## WHAT YOU SHOULD DO
Convert every line from the one containing "Where can you spot the upper" through the end of the rows, both ends included, into a Markdown table with the columns Index and Entry. Put the line's sequential number under Index and its text under Entry, and skip any blank lines.

## TASK INPUTS
+ + + + + + +

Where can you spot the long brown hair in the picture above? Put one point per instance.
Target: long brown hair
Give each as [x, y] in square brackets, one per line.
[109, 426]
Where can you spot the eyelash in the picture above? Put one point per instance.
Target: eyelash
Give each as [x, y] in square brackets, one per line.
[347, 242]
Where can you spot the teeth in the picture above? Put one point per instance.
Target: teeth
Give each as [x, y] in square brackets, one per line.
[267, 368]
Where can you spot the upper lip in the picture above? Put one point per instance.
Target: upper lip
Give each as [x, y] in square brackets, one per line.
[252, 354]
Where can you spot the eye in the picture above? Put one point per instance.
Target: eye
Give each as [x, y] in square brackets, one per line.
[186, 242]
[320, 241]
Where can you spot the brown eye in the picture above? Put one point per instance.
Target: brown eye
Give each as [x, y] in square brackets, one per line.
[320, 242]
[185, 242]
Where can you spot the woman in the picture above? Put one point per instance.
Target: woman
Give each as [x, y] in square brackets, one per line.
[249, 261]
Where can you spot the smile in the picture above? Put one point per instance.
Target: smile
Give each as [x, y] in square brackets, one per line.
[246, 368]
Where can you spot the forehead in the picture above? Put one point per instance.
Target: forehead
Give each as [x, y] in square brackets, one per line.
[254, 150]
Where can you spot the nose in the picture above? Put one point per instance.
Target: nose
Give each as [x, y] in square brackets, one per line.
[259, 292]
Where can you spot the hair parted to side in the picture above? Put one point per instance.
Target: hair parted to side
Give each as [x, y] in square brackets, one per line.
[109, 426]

+ + + + + + +

## TASK SOLUTION
| Index | Entry |
|---|---|
| 1 | Where can you spot the upper lip in the picture above? Put one point per instance. |
| 2 | Target: upper lip |
| 3 | Give each as [x, y] in square brackets, one per line. |
| 4 | [252, 354] |
| 5 | Where can you spot the eye in the picture above? Put one point per instance. |
| 6 | Target: eye |
| 7 | Give each as [x, y] in square brackets, one per line. |
| 8 | [186, 242] |
| 9 | [320, 241] |
| 10 | Where can you spot the brown eye in the picture above? Put one point per instance. |
| 11 | Target: brown eye |
| 12 | Give each as [x, y] in square brackets, one per line. |
| 13 | [320, 242] |
| 14 | [185, 242] |
| 15 | Where can you spot the woman in the picture above? Put one point per instance. |
| 16 | Target: woman |
| 17 | Give each as [x, y] in square brackets, one per line. |
| 18 | [249, 261] |
| 19 | Where can you spot the smile in the picture above? Put one point per instance. |
| 20 | Target: smile |
| 21 | Give each as [x, y] in square brackets, one per line. |
| 22 | [246, 368] |
| 23 | Where can you spot the forehead in the picture above? Put one point per instance. |
| 24 | Target: forehead |
| 25 | Give each as [x, y] in square brackets, one per line. |
| 26 | [254, 150] |
| 27 | Where can you spot the nose in the picture above? Put one point per instance. |
| 28 | Target: nose |
| 29 | Give each as [x, y] in square brackets, one per line. |
| 30 | [259, 292] |
| 31 | Where can you spot the hair parted to side in the picture above? Put one point per instance. |
| 32 | Target: hair parted to side |
| 33 | Give each as [x, y] in square brackets, one per line. |
| 34 | [109, 426] |